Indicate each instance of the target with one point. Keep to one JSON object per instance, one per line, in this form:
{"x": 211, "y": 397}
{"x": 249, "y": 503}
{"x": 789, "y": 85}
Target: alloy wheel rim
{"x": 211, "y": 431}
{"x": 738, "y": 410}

* **TASK BRIEF**
Output every row above again, word for word, without changing anything.

* **THE OUTPUT**
Indicate each instance of the target with one point. Keep to one JSON object per instance, one per line, in this form:
{"x": 211, "y": 397}
{"x": 249, "y": 503}
{"x": 789, "y": 85}
Target: alloy wheel rim
{"x": 211, "y": 431}
{"x": 738, "y": 410}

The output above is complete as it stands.